■ **PASSAGE PROVIDED**
======

Prof. Tobin J. Marks, the Charles E. and Emma H. Morrison Professor of Chemistry, Professor of Materials Science & Engineering, and the Vladimir N. Ipatieff Professor of Catalytic Chemistry at Northwestern University, has been selected as the 2017 winner of the Priestley Medal for “pioneering research in catalytic polymerization, organometallic chemistry, organic opto-electronic materials, and electronically functional metal oxides.” The Priestly Medal is the American Chemical Society’s highest honor, which recognizes distinguished services to chemistry.

======

■ **Source data**
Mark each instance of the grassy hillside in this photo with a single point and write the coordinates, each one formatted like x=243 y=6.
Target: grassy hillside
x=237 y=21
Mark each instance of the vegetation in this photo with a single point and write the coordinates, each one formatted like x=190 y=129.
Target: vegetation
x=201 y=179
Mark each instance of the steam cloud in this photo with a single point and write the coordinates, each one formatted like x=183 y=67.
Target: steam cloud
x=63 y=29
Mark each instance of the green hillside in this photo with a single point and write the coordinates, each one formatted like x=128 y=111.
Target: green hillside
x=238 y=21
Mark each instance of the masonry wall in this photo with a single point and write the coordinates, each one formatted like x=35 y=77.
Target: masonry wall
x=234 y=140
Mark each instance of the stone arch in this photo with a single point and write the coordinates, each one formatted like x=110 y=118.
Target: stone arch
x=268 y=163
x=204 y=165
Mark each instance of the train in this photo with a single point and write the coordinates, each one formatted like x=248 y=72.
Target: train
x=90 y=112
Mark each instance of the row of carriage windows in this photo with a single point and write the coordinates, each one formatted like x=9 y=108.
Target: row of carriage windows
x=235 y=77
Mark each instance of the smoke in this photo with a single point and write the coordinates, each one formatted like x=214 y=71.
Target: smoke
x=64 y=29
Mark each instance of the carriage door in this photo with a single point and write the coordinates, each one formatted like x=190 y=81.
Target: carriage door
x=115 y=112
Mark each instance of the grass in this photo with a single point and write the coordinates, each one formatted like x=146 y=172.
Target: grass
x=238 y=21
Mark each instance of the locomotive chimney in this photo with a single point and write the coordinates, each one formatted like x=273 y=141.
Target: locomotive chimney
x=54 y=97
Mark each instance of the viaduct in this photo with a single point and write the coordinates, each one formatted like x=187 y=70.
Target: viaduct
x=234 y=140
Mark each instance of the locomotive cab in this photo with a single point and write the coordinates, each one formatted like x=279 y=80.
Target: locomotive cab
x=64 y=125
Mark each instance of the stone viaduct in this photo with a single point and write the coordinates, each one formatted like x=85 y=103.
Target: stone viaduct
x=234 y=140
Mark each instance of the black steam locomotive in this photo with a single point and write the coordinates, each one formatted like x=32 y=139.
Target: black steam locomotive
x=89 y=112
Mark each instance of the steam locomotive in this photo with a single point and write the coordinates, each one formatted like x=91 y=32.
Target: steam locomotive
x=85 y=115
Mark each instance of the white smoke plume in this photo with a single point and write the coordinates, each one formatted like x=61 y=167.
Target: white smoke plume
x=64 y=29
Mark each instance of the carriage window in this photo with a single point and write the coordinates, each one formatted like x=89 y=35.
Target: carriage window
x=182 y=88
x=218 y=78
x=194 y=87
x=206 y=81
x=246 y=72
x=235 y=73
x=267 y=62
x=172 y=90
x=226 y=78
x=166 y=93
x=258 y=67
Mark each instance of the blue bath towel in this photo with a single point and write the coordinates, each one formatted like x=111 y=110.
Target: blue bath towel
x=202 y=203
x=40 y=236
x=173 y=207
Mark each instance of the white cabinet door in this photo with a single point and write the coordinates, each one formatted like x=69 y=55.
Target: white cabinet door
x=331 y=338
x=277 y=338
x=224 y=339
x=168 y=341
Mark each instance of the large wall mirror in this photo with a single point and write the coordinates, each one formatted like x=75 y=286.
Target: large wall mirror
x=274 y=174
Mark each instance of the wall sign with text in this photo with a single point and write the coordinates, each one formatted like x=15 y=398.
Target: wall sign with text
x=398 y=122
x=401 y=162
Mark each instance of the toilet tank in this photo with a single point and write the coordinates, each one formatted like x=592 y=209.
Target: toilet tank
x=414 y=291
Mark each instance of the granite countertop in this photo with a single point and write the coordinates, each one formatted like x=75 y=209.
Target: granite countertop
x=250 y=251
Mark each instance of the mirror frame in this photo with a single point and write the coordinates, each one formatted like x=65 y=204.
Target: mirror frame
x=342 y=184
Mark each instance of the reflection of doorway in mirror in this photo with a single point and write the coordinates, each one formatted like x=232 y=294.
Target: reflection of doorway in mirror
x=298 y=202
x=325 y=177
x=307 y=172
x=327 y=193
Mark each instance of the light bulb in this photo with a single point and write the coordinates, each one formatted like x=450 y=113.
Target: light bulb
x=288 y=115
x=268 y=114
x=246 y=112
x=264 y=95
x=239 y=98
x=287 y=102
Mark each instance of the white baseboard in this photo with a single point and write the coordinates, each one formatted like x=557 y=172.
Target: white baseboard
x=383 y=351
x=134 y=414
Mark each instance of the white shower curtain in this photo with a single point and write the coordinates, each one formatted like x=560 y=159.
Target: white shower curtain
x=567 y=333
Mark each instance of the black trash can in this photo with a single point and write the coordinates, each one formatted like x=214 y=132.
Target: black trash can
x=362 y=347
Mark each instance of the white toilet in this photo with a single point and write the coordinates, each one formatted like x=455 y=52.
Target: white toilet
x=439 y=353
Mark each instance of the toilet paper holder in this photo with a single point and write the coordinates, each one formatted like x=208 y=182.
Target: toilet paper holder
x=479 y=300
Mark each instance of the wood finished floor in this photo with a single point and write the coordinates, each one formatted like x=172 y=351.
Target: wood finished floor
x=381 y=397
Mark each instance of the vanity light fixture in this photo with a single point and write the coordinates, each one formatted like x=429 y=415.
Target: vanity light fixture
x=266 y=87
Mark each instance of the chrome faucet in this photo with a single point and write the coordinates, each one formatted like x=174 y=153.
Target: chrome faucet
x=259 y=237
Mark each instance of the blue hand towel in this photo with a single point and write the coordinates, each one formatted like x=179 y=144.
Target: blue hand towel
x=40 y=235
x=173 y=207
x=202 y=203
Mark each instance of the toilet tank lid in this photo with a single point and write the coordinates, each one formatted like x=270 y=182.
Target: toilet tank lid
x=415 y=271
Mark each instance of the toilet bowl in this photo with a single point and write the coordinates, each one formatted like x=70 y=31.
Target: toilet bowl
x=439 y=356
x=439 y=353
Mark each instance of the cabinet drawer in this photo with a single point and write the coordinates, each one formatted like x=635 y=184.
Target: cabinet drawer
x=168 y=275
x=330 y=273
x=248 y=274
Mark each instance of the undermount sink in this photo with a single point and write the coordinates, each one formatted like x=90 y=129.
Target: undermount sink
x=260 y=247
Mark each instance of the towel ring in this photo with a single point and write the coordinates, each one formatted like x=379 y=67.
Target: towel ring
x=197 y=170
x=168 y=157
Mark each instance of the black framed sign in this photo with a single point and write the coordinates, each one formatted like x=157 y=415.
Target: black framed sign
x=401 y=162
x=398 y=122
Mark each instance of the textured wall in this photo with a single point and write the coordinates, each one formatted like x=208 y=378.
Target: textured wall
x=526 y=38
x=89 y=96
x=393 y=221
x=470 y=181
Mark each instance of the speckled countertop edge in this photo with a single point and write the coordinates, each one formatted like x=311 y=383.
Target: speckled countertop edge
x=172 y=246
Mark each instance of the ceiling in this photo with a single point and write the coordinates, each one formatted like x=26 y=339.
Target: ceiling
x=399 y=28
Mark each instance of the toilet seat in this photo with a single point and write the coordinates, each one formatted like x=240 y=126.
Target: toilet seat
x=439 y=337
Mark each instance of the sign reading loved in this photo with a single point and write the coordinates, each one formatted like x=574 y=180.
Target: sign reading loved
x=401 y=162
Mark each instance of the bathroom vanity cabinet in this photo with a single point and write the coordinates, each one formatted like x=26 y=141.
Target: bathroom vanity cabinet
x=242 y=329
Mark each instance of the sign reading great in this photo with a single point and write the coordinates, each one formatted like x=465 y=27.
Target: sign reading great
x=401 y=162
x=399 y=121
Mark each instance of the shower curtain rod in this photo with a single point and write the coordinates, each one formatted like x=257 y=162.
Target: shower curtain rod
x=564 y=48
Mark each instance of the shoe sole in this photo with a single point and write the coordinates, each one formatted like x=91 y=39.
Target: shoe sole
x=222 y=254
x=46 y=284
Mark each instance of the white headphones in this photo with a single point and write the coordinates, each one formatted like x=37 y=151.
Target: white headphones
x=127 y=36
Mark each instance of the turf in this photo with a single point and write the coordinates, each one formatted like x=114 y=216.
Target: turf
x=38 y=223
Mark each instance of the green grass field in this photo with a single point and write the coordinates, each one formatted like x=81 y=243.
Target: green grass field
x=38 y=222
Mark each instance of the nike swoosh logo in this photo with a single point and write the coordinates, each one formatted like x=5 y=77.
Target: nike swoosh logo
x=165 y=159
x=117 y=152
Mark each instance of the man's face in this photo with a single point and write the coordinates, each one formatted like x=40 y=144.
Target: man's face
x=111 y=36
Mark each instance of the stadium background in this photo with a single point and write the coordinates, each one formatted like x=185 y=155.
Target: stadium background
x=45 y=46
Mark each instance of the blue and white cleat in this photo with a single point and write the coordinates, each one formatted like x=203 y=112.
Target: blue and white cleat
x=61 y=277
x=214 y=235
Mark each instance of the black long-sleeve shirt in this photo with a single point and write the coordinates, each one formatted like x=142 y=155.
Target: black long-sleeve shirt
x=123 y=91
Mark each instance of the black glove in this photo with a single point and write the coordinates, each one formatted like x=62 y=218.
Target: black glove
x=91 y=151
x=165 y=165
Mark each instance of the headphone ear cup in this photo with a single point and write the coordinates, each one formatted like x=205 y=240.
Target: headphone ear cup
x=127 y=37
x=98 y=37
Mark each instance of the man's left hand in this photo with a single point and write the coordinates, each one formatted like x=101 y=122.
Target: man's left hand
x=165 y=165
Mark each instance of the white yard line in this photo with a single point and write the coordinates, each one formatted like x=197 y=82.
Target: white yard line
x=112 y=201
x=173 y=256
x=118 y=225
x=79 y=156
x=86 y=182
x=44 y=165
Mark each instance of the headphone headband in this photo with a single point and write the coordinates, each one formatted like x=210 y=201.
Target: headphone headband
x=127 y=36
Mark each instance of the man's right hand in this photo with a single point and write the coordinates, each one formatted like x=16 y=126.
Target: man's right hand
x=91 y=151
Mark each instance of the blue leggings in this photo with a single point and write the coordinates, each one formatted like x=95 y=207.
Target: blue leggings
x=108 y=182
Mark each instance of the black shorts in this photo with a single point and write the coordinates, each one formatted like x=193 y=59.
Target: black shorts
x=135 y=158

======

Extend the piece on Tobin J. Marks winning the 2017 Priestley Medal, picking up after its final sentence.

According to the article by Elizabeth K. Wilson in the June 13, 2016, web issue of Chemical & Engineering News, "The breadth, quantity, and quality of Marks’s work has long been recognized by his peers. For nearly 50 years, Marks has been carrying out cutting-edge work, including the development of organic photonics and olefin-polymerization techniques that led to processes that produce more environmentally friendly plastics. Marks has many standout achievements, including the development of flexible electronic materials that can be used for organic light-emitting diodes and solar cells. He cofounded the company Polyera to commercialize these materials. Marks’s group has also devised methods for producing classes of oxide thin films, leading to transparent and energy-efficient conducting materials."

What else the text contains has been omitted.